**What the exercise asks:** The answer must be the lines from the one containing "Target: golden roof ornament" through the last line of the data below, copied exactly, with nothing else.

**Data records:**
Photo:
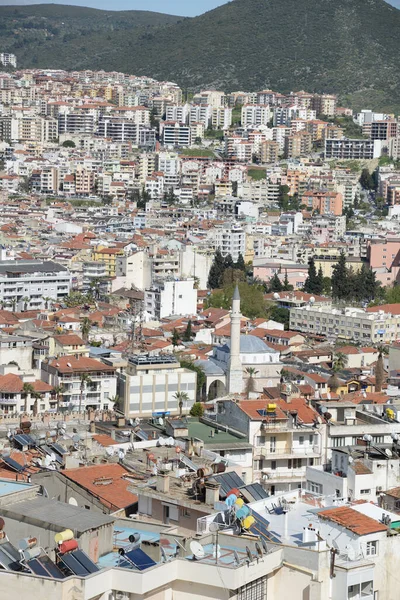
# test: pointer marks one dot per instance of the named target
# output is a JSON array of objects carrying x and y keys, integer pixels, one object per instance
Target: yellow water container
[
  {"x": 248, "y": 522},
  {"x": 64, "y": 536}
]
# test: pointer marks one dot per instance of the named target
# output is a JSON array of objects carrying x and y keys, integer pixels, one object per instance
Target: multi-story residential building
[
  {"x": 86, "y": 382},
  {"x": 352, "y": 149},
  {"x": 347, "y": 324},
  {"x": 7, "y": 59},
  {"x": 326, "y": 203},
  {"x": 255, "y": 115},
  {"x": 24, "y": 284},
  {"x": 221, "y": 117},
  {"x": 230, "y": 240},
  {"x": 269, "y": 152},
  {"x": 150, "y": 385},
  {"x": 173, "y": 297},
  {"x": 175, "y": 134},
  {"x": 84, "y": 182},
  {"x": 298, "y": 144}
]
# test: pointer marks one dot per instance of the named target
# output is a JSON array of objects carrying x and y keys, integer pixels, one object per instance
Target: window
[
  {"x": 367, "y": 588},
  {"x": 314, "y": 487},
  {"x": 371, "y": 549},
  {"x": 256, "y": 590}
]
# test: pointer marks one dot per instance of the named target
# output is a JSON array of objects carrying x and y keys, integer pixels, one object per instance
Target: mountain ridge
[{"x": 344, "y": 46}]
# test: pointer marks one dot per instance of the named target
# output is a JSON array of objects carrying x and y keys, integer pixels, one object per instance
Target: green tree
[
  {"x": 250, "y": 382},
  {"x": 380, "y": 369},
  {"x": 216, "y": 271},
  {"x": 340, "y": 282},
  {"x": 240, "y": 265},
  {"x": 175, "y": 338},
  {"x": 188, "y": 334},
  {"x": 197, "y": 410},
  {"x": 366, "y": 180},
  {"x": 68, "y": 144},
  {"x": 85, "y": 380},
  {"x": 275, "y": 283},
  {"x": 287, "y": 287},
  {"x": 313, "y": 283},
  {"x": 86, "y": 326},
  {"x": 181, "y": 397}
]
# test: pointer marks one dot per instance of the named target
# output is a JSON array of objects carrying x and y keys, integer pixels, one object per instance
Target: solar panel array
[
  {"x": 78, "y": 563},
  {"x": 253, "y": 492},
  {"x": 228, "y": 482},
  {"x": 260, "y": 528},
  {"x": 136, "y": 559}
]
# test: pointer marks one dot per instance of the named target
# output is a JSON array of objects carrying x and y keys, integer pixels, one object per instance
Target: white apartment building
[
  {"x": 150, "y": 384},
  {"x": 175, "y": 134},
  {"x": 178, "y": 112},
  {"x": 221, "y": 117},
  {"x": 171, "y": 298},
  {"x": 353, "y": 149},
  {"x": 256, "y": 114},
  {"x": 347, "y": 324},
  {"x": 7, "y": 59},
  {"x": 200, "y": 114},
  {"x": 96, "y": 391},
  {"x": 24, "y": 284},
  {"x": 230, "y": 240}
]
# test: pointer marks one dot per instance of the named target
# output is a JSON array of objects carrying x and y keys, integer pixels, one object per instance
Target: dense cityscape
[{"x": 200, "y": 341}]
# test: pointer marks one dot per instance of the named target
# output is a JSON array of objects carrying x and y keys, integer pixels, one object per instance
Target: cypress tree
[{"x": 216, "y": 271}]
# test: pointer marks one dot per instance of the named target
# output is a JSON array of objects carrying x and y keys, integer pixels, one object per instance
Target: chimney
[
  {"x": 163, "y": 483},
  {"x": 212, "y": 492}
]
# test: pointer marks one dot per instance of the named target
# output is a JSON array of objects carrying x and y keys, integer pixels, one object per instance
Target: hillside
[
  {"x": 345, "y": 46},
  {"x": 72, "y": 37}
]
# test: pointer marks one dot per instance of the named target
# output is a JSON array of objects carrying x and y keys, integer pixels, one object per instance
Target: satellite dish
[
  {"x": 217, "y": 551},
  {"x": 197, "y": 550},
  {"x": 351, "y": 553}
]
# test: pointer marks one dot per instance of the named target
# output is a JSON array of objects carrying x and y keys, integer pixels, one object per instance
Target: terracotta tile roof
[
  {"x": 360, "y": 468},
  {"x": 12, "y": 384},
  {"x": 81, "y": 364},
  {"x": 113, "y": 495},
  {"x": 69, "y": 340},
  {"x": 352, "y": 520}
]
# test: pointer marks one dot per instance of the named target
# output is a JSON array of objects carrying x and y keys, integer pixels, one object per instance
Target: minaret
[{"x": 235, "y": 369}]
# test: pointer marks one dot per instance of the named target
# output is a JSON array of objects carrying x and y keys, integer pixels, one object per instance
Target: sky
[{"x": 187, "y": 8}]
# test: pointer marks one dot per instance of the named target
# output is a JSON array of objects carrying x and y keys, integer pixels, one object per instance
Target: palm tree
[
  {"x": 28, "y": 390},
  {"x": 379, "y": 369},
  {"x": 46, "y": 300},
  {"x": 181, "y": 397},
  {"x": 250, "y": 383},
  {"x": 339, "y": 362},
  {"x": 86, "y": 326},
  {"x": 37, "y": 396},
  {"x": 58, "y": 390},
  {"x": 85, "y": 380},
  {"x": 26, "y": 301}
]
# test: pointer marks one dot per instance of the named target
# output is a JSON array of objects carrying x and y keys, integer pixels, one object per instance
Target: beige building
[{"x": 348, "y": 324}]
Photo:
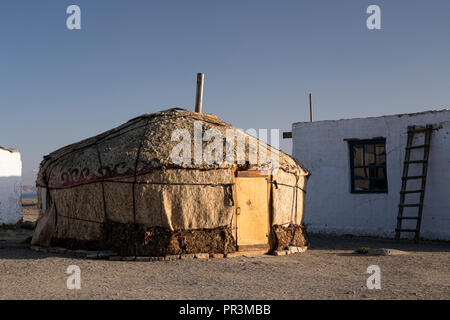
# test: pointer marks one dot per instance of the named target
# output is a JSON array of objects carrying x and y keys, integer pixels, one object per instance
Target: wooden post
[{"x": 199, "y": 97}]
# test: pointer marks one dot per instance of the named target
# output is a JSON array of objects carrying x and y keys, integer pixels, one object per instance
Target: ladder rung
[
  {"x": 412, "y": 191},
  {"x": 418, "y": 147},
  {"x": 416, "y": 161},
  {"x": 406, "y": 230},
  {"x": 413, "y": 177}
]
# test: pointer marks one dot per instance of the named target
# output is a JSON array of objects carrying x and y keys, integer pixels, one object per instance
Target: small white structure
[
  {"x": 10, "y": 186},
  {"x": 356, "y": 172}
]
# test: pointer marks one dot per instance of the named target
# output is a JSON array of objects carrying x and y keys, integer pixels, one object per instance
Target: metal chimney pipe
[{"x": 199, "y": 98}]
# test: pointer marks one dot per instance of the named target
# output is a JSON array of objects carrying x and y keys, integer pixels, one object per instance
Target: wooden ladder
[{"x": 412, "y": 130}]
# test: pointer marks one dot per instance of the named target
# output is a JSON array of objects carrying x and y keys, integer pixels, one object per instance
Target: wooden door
[{"x": 252, "y": 213}]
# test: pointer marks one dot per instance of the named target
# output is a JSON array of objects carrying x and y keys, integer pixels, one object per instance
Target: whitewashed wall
[
  {"x": 10, "y": 187},
  {"x": 331, "y": 208}
]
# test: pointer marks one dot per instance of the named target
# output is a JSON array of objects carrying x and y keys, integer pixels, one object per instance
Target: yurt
[
  {"x": 166, "y": 183},
  {"x": 10, "y": 186}
]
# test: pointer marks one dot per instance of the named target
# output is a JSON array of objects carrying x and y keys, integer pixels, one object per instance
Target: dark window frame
[{"x": 370, "y": 167}]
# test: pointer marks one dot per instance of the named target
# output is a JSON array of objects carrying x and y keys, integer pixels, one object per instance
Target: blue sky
[{"x": 261, "y": 59}]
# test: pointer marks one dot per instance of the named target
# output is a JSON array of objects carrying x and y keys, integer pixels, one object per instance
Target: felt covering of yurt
[{"x": 120, "y": 190}]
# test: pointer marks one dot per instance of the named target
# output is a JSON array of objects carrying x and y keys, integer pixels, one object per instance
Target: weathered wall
[
  {"x": 330, "y": 207},
  {"x": 10, "y": 187}
]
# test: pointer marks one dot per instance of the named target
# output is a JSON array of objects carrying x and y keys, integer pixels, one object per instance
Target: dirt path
[{"x": 328, "y": 270}]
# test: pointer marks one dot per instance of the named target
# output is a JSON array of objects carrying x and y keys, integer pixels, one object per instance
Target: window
[{"x": 368, "y": 166}]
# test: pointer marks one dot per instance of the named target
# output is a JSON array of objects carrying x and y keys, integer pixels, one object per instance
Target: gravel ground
[{"x": 328, "y": 270}]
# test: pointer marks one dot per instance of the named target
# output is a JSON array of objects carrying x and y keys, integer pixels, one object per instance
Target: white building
[
  {"x": 364, "y": 200},
  {"x": 10, "y": 186}
]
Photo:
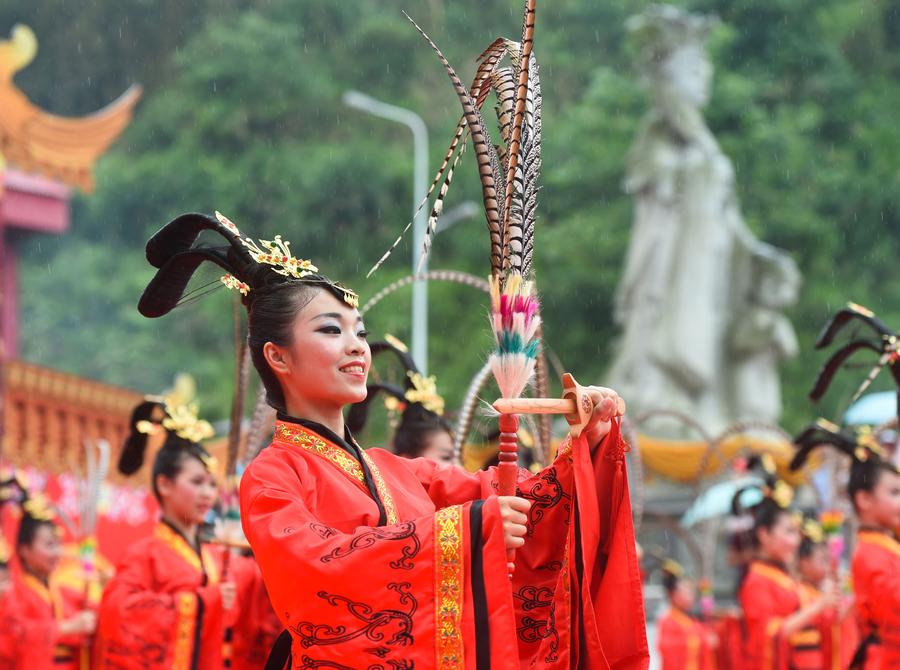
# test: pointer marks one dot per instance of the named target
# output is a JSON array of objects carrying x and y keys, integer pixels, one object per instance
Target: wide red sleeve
[
  {"x": 765, "y": 646},
  {"x": 25, "y": 642},
  {"x": 672, "y": 645},
  {"x": 398, "y": 595},
  {"x": 146, "y": 628}
]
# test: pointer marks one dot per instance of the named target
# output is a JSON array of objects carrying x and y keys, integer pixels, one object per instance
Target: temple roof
[{"x": 62, "y": 148}]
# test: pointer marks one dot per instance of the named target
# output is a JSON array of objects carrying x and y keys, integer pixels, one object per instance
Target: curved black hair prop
[
  {"x": 176, "y": 254},
  {"x": 132, "y": 457},
  {"x": 847, "y": 316},
  {"x": 405, "y": 358}
]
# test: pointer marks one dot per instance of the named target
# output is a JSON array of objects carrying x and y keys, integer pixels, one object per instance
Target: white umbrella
[{"x": 716, "y": 500}]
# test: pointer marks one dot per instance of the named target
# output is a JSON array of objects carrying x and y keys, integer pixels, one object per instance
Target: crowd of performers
[
  {"x": 796, "y": 609},
  {"x": 399, "y": 558},
  {"x": 367, "y": 558}
]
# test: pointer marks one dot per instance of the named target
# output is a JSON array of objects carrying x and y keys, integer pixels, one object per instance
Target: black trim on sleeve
[
  {"x": 198, "y": 633},
  {"x": 482, "y": 623}
]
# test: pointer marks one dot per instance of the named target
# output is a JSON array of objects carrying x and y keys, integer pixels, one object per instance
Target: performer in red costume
[
  {"x": 780, "y": 625},
  {"x": 50, "y": 624},
  {"x": 874, "y": 490},
  {"x": 167, "y": 608},
  {"x": 257, "y": 628},
  {"x": 375, "y": 561},
  {"x": 684, "y": 642}
]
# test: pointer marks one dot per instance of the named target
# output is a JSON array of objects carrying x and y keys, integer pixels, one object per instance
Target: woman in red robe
[
  {"x": 376, "y": 561},
  {"x": 781, "y": 627},
  {"x": 684, "y": 642},
  {"x": 167, "y": 608},
  {"x": 51, "y": 625},
  {"x": 874, "y": 488}
]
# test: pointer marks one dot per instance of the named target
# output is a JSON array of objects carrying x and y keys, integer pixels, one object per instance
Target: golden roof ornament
[{"x": 61, "y": 148}]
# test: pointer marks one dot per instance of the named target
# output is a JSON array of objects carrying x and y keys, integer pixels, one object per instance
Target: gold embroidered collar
[{"x": 295, "y": 434}]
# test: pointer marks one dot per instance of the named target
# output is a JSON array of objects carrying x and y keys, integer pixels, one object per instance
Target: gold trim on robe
[{"x": 449, "y": 591}]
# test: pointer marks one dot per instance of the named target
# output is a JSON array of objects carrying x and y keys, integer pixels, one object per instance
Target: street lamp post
[{"x": 414, "y": 122}]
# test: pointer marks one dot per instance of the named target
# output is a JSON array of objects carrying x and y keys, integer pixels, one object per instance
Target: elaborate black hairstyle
[
  {"x": 776, "y": 497},
  {"x": 11, "y": 492},
  {"x": 177, "y": 417},
  {"x": 250, "y": 267},
  {"x": 267, "y": 275},
  {"x": 422, "y": 407},
  {"x": 868, "y": 459},
  {"x": 672, "y": 573}
]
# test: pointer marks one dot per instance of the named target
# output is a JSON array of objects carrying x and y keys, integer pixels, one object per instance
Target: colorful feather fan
[{"x": 509, "y": 173}]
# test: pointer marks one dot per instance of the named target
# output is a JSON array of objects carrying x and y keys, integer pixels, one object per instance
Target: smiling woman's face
[{"x": 327, "y": 362}]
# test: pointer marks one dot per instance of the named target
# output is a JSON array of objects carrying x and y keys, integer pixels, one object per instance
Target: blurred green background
[{"x": 242, "y": 112}]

**Written solution:**
Target: golden roof ornament
[{"x": 61, "y": 148}]
# test: pointer marks one dot per instance of the named target
# output is a JSON array of objects carrying x and y keys, integer pixels, one object per instance
Target: gold embroidered collar
[{"x": 295, "y": 434}]
# test: pointer marks one dot per instance of the named target
# output is a JSON array of objects carrying x and y keys, integer pixels, one object per instance
Target: gold trim on robe
[{"x": 449, "y": 591}]
# test: pointer marks one dot per instance of the named target
# output is a JSON array of objects carrying x and y keys, integer pixels, one object per instance
Target: street lamp post
[{"x": 414, "y": 122}]
# test: pointer marks one dot per instance of the named target
# output is a JSON array of objects carrying x and y keys, integer pixels, one object per instance
Target: elaborate black hairstyle
[
  {"x": 776, "y": 497},
  {"x": 11, "y": 492},
  {"x": 177, "y": 417},
  {"x": 250, "y": 267},
  {"x": 267, "y": 275},
  {"x": 422, "y": 407},
  {"x": 868, "y": 459},
  {"x": 672, "y": 573}
]
# test: pointer marks one dot per instance of the named target
# output is a JSON array of objects carrying x and y keys, integer pixels, one object per instance
Target: colorful feather fan
[{"x": 509, "y": 173}]
# test: pointer marks one dot per instance of the named target
# output is a JSON array of objects carrying x and y keys, integer pixels, one object per instance
Target: smiling woman's face
[{"x": 327, "y": 362}]
# test: pointer marks one dot per instance of the named target
# output is a JSON array of objects carrying x and y keys, integer pixels, one object per instance
Target: blurred green background
[{"x": 242, "y": 112}]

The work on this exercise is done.